**The problem:** Each entry that follows should be set down precisely, with its pictures removed.

**Records:**
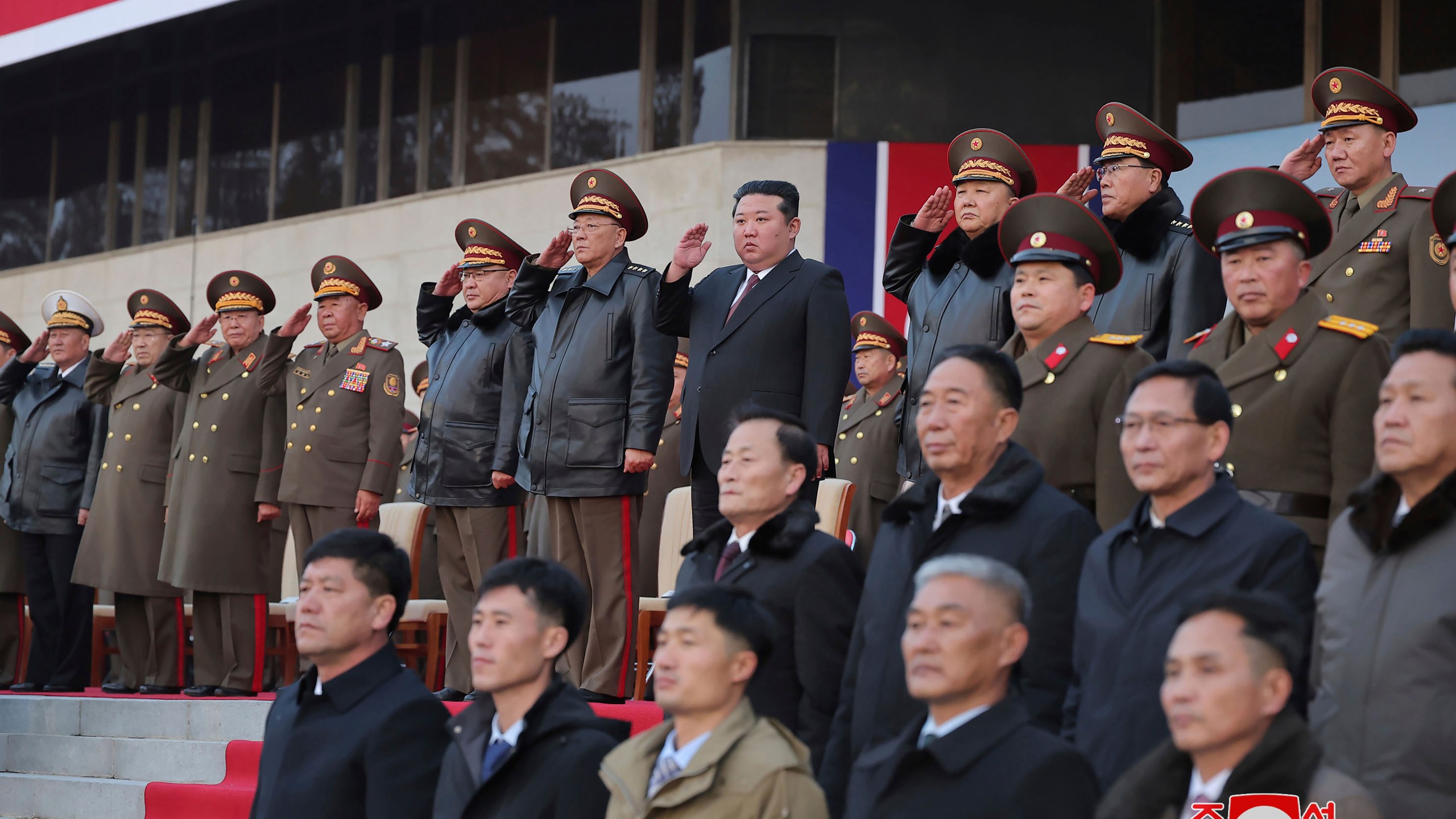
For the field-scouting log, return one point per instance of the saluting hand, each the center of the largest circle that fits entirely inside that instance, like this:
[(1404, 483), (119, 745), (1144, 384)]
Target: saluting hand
[(937, 210), (1079, 185), (557, 253), (38, 349), (201, 331), (296, 324), (117, 350), (1305, 161), (689, 253), (449, 283)]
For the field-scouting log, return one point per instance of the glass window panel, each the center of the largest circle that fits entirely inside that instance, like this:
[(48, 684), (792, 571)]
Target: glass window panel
[(241, 140), (713, 72), (25, 188), (506, 127), (77, 218), (594, 100), (441, 113), (667, 85), (311, 130)]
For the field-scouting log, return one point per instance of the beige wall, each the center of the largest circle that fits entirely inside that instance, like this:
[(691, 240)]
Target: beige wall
[(411, 239)]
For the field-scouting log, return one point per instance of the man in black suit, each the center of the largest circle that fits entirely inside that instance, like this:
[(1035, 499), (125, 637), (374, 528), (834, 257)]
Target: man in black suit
[(809, 581), (976, 754), (772, 330), (359, 737)]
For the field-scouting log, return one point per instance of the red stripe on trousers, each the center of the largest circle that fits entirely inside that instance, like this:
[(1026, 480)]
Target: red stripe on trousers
[(181, 643), (259, 639), (627, 584)]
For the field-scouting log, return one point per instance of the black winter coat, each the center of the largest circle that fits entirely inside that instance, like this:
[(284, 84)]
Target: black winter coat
[(1219, 541), (1169, 289), (1012, 516), (810, 582), (785, 348), (961, 295), (601, 378), (369, 748), (995, 767), (551, 774), (55, 454), (461, 417)]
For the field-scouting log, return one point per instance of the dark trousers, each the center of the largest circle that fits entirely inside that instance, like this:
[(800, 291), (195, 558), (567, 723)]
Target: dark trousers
[(60, 611)]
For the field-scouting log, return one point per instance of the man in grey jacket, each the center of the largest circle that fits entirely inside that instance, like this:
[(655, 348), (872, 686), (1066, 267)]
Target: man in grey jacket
[(593, 414), (1385, 653), (50, 477)]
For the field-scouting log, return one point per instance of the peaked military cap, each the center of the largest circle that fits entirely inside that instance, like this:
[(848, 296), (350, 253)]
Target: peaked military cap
[(239, 291), (983, 154), (1349, 97), (337, 276), (152, 308), (874, 333), (1443, 209), (484, 245), (1252, 206), (605, 193), (12, 336), (1052, 228), (69, 308), (1127, 133)]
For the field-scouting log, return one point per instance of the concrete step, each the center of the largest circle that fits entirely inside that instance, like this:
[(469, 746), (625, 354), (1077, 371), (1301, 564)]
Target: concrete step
[(72, 797)]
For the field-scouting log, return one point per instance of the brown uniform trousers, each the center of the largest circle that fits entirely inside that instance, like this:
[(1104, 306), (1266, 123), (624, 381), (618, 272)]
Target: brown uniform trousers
[(1305, 392), (865, 454), (596, 538), (1387, 263), (12, 584), (228, 461), (346, 408), (660, 481), (121, 545), (1074, 390)]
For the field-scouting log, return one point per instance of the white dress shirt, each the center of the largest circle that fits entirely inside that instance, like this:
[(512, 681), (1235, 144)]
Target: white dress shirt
[(934, 730)]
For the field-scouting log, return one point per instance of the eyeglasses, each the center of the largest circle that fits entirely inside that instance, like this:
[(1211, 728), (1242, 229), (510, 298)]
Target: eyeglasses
[(1108, 169), (1161, 426), (590, 228)]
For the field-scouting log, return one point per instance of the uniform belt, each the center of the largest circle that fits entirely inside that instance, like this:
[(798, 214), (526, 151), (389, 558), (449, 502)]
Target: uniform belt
[(1296, 504)]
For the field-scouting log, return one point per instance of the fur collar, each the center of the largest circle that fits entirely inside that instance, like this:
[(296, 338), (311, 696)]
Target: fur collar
[(1285, 761), (1374, 504), (981, 255), (781, 537), (1143, 231)]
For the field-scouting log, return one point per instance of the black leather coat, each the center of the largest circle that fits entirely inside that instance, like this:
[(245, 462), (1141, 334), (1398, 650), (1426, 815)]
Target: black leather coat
[(461, 437), (961, 295)]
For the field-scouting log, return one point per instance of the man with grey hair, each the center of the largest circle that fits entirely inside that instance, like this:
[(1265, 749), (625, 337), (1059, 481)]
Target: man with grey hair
[(976, 752)]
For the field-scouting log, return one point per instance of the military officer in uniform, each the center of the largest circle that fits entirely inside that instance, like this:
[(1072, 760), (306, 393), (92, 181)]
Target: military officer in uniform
[(1074, 378), (347, 403), (1305, 382), (1169, 288), (661, 480), (50, 478), (593, 413), (961, 293), (1384, 261), (466, 457), (121, 548), (226, 467), (12, 570), (868, 442)]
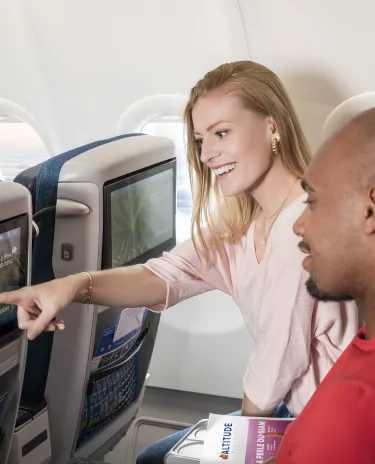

**Written response:**
For the field-scouting log, return one point per instance of the saluting hand, each the center of the largest circle that fits entirely inside that instance, like this:
[(1404, 483), (119, 745), (1144, 384)]
Target: saluting hand
[(937, 210), (1079, 185), (557, 253), (38, 349), (201, 331), (296, 324), (117, 350), (1305, 161), (689, 253), (449, 283)]
For the field-scouting log, return one point per instance of the glass window panel, each the center of the largest circle that fits entirely inside that instance, like this:
[(48, 684), (792, 571)]
Target: glass window panel
[(241, 140), (713, 72), (25, 188), (506, 127), (77, 218), (594, 100), (441, 113), (667, 85), (311, 130)]
For the field-scouting log, return one point per instance of the beige wall, each the center of the largest circle that fits entirely inside that instance, like this:
[(691, 240)]
Target: beige wall
[(411, 239)]
For the field-scouting log, return one point per instance of the man in black suit, each the center of the largest circle that fits entirely inside that instance, like this:
[(1035, 499), (125, 637), (374, 528), (834, 257)]
Target: man in black suit
[(809, 581), (976, 754), (772, 330), (359, 737)]
For the field-scouting log, return one point per instance of the red stripe on trousers, each the center of the largest circle that fits entirely inside that instance, like this:
[(1026, 480)]
Target: red stripe on trousers
[(181, 643), (259, 639), (627, 584)]
For the field-scouting log, return one point per instance of the black winter coat, each the center of the largest circle that fits entirely inside that instance, like this:
[(284, 84)]
Target: black winter coat
[(1219, 541), (1169, 289), (1012, 516), (810, 582), (785, 348), (961, 295), (601, 378), (369, 748), (995, 767), (551, 774), (55, 454), (461, 417)]
For the field-scouting log, return one point per instance of the dark trousers, each the center of the largest circle that fits entirely inside that instance, like this:
[(800, 291), (195, 558), (567, 723)]
Target: dark trousers
[(60, 611)]
For the field-scouting log, return one point per instance of the man in grey jacket, each the center of the largest circle that fits entirely inside that instance, like this:
[(655, 348), (872, 686), (1066, 267)]
Target: man in grey jacket
[(593, 414), (1385, 653), (50, 477)]
For the field-scouting log, return one point per instance of the peaked military cap, each the center of the largest circle that fits entirely inside that instance, like this:
[(848, 296), (350, 253)]
Target: peaked military cap
[(239, 291), (983, 154), (1349, 97), (337, 276), (152, 308), (874, 333), (1443, 209), (484, 245), (1252, 206), (605, 193), (12, 336), (1052, 228), (69, 308), (1127, 133)]
For the field-scouting log, return one point per instance of the concrete step, each the center of the largest circle that fits entirely inside that instance, like this:
[(469, 746), (625, 354), (1077, 371), (1301, 564)]
Target: concrete step
[(72, 797)]
For the field-scouting log, return one point per instance of the brown uniform trousers, each the center of the largest circle that fits entirely inside that instance, like this:
[(1104, 306), (1266, 123), (624, 381), (618, 272)]
Target: brown uniform trousers
[(1305, 392), (865, 454), (596, 538), (1387, 263), (12, 584), (228, 461), (346, 408), (660, 481), (121, 545), (1074, 390)]
For the field-scouting log, return one point per instance of the white dress shirt, each the center of the largest circle that fits entirely inside that instance, like this:
[(512, 681), (1235, 144)]
Target: white dress shirt
[(934, 730)]
For the field-scouting log, return one point per instance of the eyeglasses, each the center of the largest circle that fits entirely inside that instance, like this:
[(1211, 728), (1242, 229), (510, 298)]
Target: eyeglasses
[(1108, 169), (1161, 426), (590, 228)]
For the field-scouting log, return one point per instance of the uniform belt, each the center of the largest circle that fits entirely inside that instance, like this:
[(798, 214), (526, 151), (389, 558), (449, 502)]
Target: uniform belt
[(1296, 504)]
For the field-scouting log, return one point per instance of the fur collar, each the center of the largest circle that fits entirely inside that instance, like this:
[(296, 338), (311, 696)]
Target: fur collar
[(1285, 761), (1374, 504), (981, 255), (781, 537), (1143, 231)]
For the field-scouting log, return one point per instance of the black leather coat, each the center of the largest circle that fits entirely inside that instance, like this:
[(245, 462), (1141, 334), (1398, 650), (1426, 815)]
Target: black leather coat
[(461, 437), (961, 295)]
For the field-scouting log, return one point per instance of the man with grey hair, each the center of the largest circle that fits entirely inside that instance, like this:
[(1265, 749), (625, 337), (1059, 481)]
Target: man with grey hair
[(976, 752)]
For the field-scouting log, return one point per instance of the military officer in uniform, each the center of the largest circle that fits entirely inside that instance, like this:
[(1072, 760), (306, 393), (92, 181)]
Target: military officer in uniform
[(1074, 378), (347, 403), (1305, 382), (1169, 288), (661, 480), (50, 478), (593, 413), (961, 293), (1384, 261), (466, 457), (121, 548), (226, 467), (12, 570), (868, 442)]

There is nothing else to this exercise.